**HOW TO COMPLETE THIS TASK:** What is needed here is an exact copy of every record below.

**Referring expression pointing data:**
= = =

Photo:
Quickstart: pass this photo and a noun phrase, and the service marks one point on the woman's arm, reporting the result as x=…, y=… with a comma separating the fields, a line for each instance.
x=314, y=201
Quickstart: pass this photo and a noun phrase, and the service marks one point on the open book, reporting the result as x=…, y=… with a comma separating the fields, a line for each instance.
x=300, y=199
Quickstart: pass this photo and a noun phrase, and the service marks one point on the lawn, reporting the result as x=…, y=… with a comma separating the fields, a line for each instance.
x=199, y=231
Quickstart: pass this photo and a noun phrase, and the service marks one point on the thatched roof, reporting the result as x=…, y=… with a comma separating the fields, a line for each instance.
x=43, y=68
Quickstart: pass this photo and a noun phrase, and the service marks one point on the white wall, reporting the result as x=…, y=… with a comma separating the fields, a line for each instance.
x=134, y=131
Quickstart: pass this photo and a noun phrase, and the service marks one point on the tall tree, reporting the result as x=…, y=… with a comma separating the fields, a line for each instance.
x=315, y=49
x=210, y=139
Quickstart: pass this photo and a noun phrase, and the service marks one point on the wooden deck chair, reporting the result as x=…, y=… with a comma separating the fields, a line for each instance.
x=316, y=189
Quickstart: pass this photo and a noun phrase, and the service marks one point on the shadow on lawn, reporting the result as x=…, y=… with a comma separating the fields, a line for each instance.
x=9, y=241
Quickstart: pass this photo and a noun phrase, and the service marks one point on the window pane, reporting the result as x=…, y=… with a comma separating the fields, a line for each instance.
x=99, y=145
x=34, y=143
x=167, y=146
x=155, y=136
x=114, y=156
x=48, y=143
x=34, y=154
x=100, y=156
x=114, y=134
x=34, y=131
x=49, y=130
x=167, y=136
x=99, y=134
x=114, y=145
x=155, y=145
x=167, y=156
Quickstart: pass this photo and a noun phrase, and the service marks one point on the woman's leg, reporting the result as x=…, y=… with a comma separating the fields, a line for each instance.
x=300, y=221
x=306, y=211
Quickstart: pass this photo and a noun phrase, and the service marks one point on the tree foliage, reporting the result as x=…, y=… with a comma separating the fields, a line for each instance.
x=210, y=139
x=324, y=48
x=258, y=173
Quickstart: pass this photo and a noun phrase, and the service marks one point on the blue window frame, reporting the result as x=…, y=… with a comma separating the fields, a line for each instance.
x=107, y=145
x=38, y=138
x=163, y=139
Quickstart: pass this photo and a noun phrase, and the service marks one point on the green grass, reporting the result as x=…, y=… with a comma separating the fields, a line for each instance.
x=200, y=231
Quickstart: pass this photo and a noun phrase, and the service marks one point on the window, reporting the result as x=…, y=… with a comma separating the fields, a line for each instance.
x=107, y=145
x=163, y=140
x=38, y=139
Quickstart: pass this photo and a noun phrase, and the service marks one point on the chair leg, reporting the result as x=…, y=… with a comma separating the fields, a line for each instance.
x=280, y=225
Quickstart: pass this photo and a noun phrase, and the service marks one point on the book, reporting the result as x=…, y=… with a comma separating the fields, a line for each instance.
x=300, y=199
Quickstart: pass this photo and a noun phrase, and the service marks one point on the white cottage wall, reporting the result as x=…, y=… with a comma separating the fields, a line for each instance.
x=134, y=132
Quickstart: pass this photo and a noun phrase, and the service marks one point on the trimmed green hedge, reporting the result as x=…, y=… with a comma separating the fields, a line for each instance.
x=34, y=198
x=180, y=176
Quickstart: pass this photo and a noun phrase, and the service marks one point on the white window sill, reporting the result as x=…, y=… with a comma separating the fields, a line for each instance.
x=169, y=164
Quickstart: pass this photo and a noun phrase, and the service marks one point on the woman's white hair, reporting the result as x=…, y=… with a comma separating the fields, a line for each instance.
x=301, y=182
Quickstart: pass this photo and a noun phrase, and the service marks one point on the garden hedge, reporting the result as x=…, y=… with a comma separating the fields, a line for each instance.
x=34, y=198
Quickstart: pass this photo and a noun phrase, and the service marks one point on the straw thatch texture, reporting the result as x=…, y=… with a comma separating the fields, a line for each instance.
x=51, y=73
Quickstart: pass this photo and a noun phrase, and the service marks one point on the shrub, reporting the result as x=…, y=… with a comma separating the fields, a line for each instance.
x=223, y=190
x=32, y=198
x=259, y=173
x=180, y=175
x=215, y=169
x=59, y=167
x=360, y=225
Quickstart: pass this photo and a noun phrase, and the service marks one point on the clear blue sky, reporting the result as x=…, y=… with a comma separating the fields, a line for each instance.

= = =

**WRITTEN SOLUTION:**
Photo:
Quickstart: pass this photo and a noun phrase, and the service marks one point on the woman's arm, reporting the result as x=…, y=… with a comma separating the fields, a line for each instance.
x=314, y=201
Quickstart: pass this photo and a noun phrase, and the service marks one point on the open book, reporting the result as x=…, y=… with a comma separating the fields, a line for each instance.
x=300, y=199
Quickstart: pass this photo and a noun phrase, and the service marks one point on the lawn, reporting the result as x=…, y=… with a comma separating the fields, a line for each instance.
x=199, y=231
Quickstart: pass this photo and a noun phrase, and the service marks one point on the thatched roof, reporting the result as x=…, y=… with a comma separating the fields, a line for each instance.
x=43, y=68
Quickstart: pass this photo and a noun phrase, and the service marks one point on the white wall, reporting the result as x=…, y=… with a comma separating the fields, a line for each instance.
x=134, y=131
Quickstart: pass this photo and a noun phrase, and the service marks one point on the tall tree, reporting the result as x=…, y=… with a comma separating the fields, a line for each instance.
x=315, y=49
x=210, y=139
Quickstart: pass this photo and a noun phrase, and the service marks one point on the wooden deck chair, reporting the result as x=…, y=… with a comma separating the fields, a line for each instance.
x=316, y=189
Quickstart: pass this photo and a noun phrase, and the service marks one point on the shadow on lawn, reporting the result as x=…, y=… with a comma separating the fields, a line for each instance.
x=9, y=241
Quickstart: pass this photo and a noun phrase, and the service marks one point on the window pane, reporting the result as x=…, y=… with a comma separating the fields, a line for each instance.
x=99, y=145
x=34, y=143
x=167, y=146
x=155, y=136
x=114, y=156
x=48, y=143
x=34, y=154
x=100, y=156
x=114, y=134
x=34, y=131
x=49, y=130
x=167, y=136
x=99, y=134
x=114, y=145
x=155, y=145
x=167, y=156
Quickstart: pass this photo and a noun phrase, and the service marks one point on the woman's leg, reporting the result as x=…, y=… with a comma separating the fields, a line for each instance.
x=300, y=221
x=306, y=211
Quickstart: pass this photo and a noun phrase, and the service marks one point on the tree foliage, reporting the result as x=…, y=… with a comma separating the fields, a line for each instance.
x=210, y=139
x=324, y=48
x=258, y=173
Quickstart: pass this photo and a noun phrase, and the service marks one point on the blue window frame, reporting the result as x=…, y=… with a comma separating the fields, a line for each instance.
x=107, y=145
x=38, y=138
x=163, y=139
Quickstart: pass this photo and a noun phrase, and the service marks one point on the green grass, reporting the result as x=…, y=… with a comma separating the fields, a line for each instance.
x=200, y=231
Quickstart: pass this photo and a noun phrase, and the service marks one point on the window, reporting the result as x=…, y=… with a comma separating the fields, a line for each instance.
x=107, y=145
x=163, y=140
x=38, y=139
Quickstart: pass this photo and a noun phrase, and the service marks one point on the chair leg, reporting the result as x=…, y=… with a comma separating the fields, a line for each instance.
x=280, y=225
Quickstart: pass this photo and a noun phrase, and the service marks one point on the book, reporting the result as x=…, y=… with a comma separating the fields, a line for each instance.
x=300, y=199
Quickstart: pass this photo and a noun phrase, and the service marks one point on the white cottage wall, reporting the result as x=…, y=… with a comma separating the fields, a line for each instance.
x=134, y=132
Quickstart: pass this photo and a noun phrase, and the service marks one point on the trimmed green hedge, reporting the result as x=…, y=… with a comma separating the fields, a line for each instance.
x=34, y=198
x=180, y=176
Quickstart: pass this photo and a noun phrase, and the service marks one point on the white window sill, reporting the result as x=…, y=… with a comma separating the fields, a line for each instance.
x=169, y=164
Quickstart: pass this photo and a noun phrase, and the service marks one point on the woman's white hair, reporting the result as x=…, y=… with a comma separating the fields, a line for each instance.
x=301, y=182
Quickstart: pass this photo and a noun phrase, and the service marks one point on the garden hedge, reporting the result as x=…, y=… with a comma separating the fields, a line for each instance.
x=34, y=198
Quickstart: pass this photo and a noun phrase, and the service marks one point on the straw thatch texture, reporting the result as x=…, y=… with a comma separating the fields, a line for each instance.
x=51, y=73
Quickstart: pass this photo and a noun phrase, and the service marks one point on the shrub, reporting the result as x=…, y=… with a comma separating the fields, a line for each instance.
x=223, y=190
x=32, y=198
x=259, y=173
x=180, y=175
x=215, y=169
x=59, y=167
x=360, y=225
Quickstart: pass this photo and a noun phrase, and the service marks one point on the clear blue sky, reporting the result as x=…, y=… with a comma separating the fields, a line for each instance.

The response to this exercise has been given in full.